▸ EXERCISE DESCRIPTION
All of the data must be printed exactly; please include every line.

* * * * *

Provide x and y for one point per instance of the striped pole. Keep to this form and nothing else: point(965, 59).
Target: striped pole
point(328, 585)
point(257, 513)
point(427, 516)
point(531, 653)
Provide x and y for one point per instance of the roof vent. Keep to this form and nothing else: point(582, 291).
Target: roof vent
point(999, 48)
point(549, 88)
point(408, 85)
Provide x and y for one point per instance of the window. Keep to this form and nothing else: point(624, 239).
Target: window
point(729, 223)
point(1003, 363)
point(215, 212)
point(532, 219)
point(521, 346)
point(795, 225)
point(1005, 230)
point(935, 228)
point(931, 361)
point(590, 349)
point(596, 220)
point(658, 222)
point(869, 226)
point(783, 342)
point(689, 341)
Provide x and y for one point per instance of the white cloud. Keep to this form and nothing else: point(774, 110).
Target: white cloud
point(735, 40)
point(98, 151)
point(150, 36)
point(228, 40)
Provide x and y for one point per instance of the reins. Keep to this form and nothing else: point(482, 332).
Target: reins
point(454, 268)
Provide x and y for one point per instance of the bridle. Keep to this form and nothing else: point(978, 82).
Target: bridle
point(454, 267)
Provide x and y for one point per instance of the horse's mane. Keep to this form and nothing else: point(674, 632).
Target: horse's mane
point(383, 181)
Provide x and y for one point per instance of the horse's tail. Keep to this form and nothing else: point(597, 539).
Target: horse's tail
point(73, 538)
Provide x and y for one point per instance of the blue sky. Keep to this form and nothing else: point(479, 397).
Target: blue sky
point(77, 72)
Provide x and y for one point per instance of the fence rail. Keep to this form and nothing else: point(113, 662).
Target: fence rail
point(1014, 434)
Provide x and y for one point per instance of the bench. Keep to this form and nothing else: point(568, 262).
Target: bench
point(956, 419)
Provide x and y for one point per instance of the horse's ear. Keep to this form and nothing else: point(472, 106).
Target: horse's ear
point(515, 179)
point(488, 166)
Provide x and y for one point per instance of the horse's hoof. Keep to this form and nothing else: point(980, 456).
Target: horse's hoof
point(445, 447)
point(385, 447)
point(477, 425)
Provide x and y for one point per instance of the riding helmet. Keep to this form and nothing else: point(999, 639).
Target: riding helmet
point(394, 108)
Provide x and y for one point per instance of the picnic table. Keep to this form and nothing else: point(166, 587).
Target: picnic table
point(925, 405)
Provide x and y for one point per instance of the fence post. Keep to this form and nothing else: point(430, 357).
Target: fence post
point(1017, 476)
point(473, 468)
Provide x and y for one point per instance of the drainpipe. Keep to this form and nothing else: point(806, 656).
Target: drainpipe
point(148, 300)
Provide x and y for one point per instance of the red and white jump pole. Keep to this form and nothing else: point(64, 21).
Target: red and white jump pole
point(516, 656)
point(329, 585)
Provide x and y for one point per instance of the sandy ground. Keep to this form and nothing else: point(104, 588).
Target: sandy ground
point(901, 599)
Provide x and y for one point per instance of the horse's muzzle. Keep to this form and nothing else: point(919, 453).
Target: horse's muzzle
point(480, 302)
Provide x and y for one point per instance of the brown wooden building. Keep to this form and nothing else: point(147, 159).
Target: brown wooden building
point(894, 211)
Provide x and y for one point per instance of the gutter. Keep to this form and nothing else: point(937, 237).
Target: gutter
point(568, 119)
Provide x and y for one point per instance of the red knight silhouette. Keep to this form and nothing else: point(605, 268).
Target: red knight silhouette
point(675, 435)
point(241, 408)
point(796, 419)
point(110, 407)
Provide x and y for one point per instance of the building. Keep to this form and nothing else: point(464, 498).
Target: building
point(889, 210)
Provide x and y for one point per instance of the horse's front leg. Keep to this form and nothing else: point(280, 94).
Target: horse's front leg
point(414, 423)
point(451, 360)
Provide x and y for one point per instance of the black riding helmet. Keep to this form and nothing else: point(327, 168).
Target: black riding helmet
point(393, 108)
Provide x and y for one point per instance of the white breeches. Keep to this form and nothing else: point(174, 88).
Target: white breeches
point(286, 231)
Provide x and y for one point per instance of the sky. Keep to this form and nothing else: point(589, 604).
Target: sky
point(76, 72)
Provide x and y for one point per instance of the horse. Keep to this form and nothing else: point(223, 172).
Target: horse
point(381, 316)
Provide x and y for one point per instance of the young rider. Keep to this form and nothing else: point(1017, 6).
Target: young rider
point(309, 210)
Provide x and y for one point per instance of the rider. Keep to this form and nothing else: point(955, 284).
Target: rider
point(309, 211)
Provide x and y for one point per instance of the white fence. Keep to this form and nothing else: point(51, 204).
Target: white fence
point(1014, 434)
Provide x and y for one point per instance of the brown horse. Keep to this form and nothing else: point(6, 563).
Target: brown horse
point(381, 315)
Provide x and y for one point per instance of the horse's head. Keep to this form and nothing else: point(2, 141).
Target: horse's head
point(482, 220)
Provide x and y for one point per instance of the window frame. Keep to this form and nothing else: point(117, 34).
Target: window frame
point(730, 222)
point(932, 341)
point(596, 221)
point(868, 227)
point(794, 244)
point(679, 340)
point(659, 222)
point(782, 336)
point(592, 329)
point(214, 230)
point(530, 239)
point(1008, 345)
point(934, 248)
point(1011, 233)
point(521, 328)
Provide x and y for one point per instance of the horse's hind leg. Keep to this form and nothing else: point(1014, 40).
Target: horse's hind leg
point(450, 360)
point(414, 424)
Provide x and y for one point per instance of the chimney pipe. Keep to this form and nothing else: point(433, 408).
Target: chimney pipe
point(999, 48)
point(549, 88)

* * * * *

▸ WORKED SOLUTION
Provide x and y for one point per instance of the striped pole. Keep to this form and nothing else: point(965, 59).
Target: striped pole
point(328, 585)
point(257, 513)
point(427, 516)
point(531, 653)
Provide x and y for one point per instance of the roof vent. Keep to this form and nothing else: point(582, 291).
Target: roof vent
point(999, 48)
point(549, 88)
point(408, 85)
Provide x and y for one point per instance of the window. Keep to this form and nothing else: point(624, 239).
Target: window
point(729, 223)
point(1003, 363)
point(215, 212)
point(532, 219)
point(521, 346)
point(795, 225)
point(1005, 230)
point(935, 228)
point(931, 361)
point(590, 349)
point(596, 220)
point(658, 222)
point(869, 226)
point(783, 342)
point(689, 341)
Provide x and y for one point per instance of the white cloud. Keep to this form and nothing else: point(774, 110).
Target: white cloud
point(735, 40)
point(98, 151)
point(150, 36)
point(228, 40)
Provide x and y for one point per instance of the reins. Keep to this form and nothing else: point(482, 332).
Target: reins
point(454, 268)
Provide x and y for one point per instance of the bridle. Keep to this form and nothing else: point(978, 82).
Target: bridle
point(454, 267)
Provide x and y for one point per instance of the horse's mane. Keep to this form and nothing else: point(674, 632).
Target: horse's mane
point(383, 181)
Provide x and y for one point per instance of the horse's tail. Keep to this form and nothing else: point(597, 539).
Target: horse's tail
point(73, 538)
Provide x and y for one point per instance of the blue sky. Keep to this form and nothing else: point(479, 397).
Target: blue sky
point(77, 72)
Provide x and y for one point per instance of the fence rail. Keep to this form and nothing else: point(113, 662).
Target: fence rail
point(1014, 434)
Provide x and y for one point per instance of the bench. Keep to this form and nothing else: point(568, 262).
Target: bench
point(956, 419)
Provide x and y for one point per instance of the horse's ear. Keep to this form and nothing else: point(472, 106).
Target: horse's ear
point(515, 179)
point(488, 166)
Provide x and y for one point per instance of the horse's hoof. Keep to this form and nothing else: point(980, 456).
Target: horse's hoof
point(445, 447)
point(385, 447)
point(477, 425)
Provide x and y for one point per instance of the riding helmet. Keep to this form and nothing else: point(999, 639).
Target: riding helmet
point(394, 108)
Provide x and y for one point per instance of the picnic table. Keep to this form and nothing else: point(166, 587).
Target: picnic table
point(925, 405)
Provide x and y for one point per instance of the fence post. Keep to this form and nothing else: point(430, 357).
Target: fence post
point(1017, 476)
point(473, 468)
Provide x and y for one point per instance of the drainpipe. Keep to this form and nothing else: point(806, 656).
Target: drainpipe
point(148, 300)
Provide x and y for one point per instance of the red and white jump pole. Keep to this form and nothing else: point(64, 21).
Target: red and white jump pole
point(516, 656)
point(329, 585)
Provide x and y for one point per instance of the sandy ground. Keep to this form and nothing else: point(104, 588).
Target: sandy ground
point(901, 599)
Provide x and y for one point per instance of the horse's muzzle. Keep to this form and nothing else: point(919, 453).
Target: horse's muzzle
point(480, 302)
Provide x and y for one point per instance of the brown wooden building. Keep to this form and nothing else: point(147, 159).
Target: brown wooden building
point(894, 211)
Provide x and y for one point per instance of the gutter. Keep to this form and nothing else: point(937, 237).
Target: gutter
point(568, 119)
Provide x and y for one point per instance of the red knight silhouette. Keep to this form and nothing else: point(605, 268).
Target: red knight silhouette
point(675, 435)
point(241, 408)
point(796, 419)
point(110, 407)
Provide x and y for one point per instance of the building. Keep to this form and nothing else: point(464, 498).
Target: building
point(889, 210)
Provide x and y for one point per instance of the horse's front leg. Keep to this form and nothing else: point(280, 94).
Target: horse's front leg
point(414, 423)
point(451, 360)
Provide x and y for one point per instance of the black riding helmet. Keep to this form and nothing else: point(327, 168).
Target: black riding helmet
point(393, 108)
Provide x and y for one point per instance of the white breeches. Keep to this form and nothing else: point(174, 88).
Target: white breeches
point(286, 231)
Provide x and y for one point per instance of the sky. Keep to this form and nothing else: point(589, 604).
Target: sky
point(76, 72)
Provide x and y for one point per instance of the horse. Keep to this form and nothing else: point(223, 172).
Target: horse
point(381, 316)
Provide x and y for one point per instance of the young rider. Keep to this form and nothing else: point(1017, 6).
Target: young rider
point(309, 210)
Provide x and y for one point per instance of the rider. Keep to this form and nothing else: point(955, 284).
Target: rider
point(309, 211)
Provide x and y for one point per instance of the white fence. Keep to this form and nothing else: point(51, 204).
Target: white fence
point(1014, 434)
Provide x and y for one point per instance of the brown horse. Keep to this form and nothing else: point(6, 563).
Target: brown horse
point(381, 315)
Provide x and y for one point per instance of the horse's head. Keep to this form and nothing else: point(2, 141).
Target: horse's head
point(482, 220)
Provide x and y for one point per instance of the window frame. Keep to this form and nothing else: point(117, 34).
Target: window frame
point(730, 222)
point(932, 341)
point(596, 221)
point(868, 227)
point(794, 244)
point(679, 340)
point(659, 222)
point(782, 336)
point(592, 329)
point(214, 230)
point(530, 239)
point(1008, 345)
point(934, 248)
point(1011, 233)
point(521, 328)
Provide x and y for one point per instance of the horse's hind leg. Keep to this form and nothing else: point(1014, 40).
Target: horse's hind leg
point(450, 360)
point(414, 424)
Provide x and y for one point per instance of the chimney pipe. Keep to this form and nothing else: point(433, 408).
Target: chimney pipe
point(999, 48)
point(549, 88)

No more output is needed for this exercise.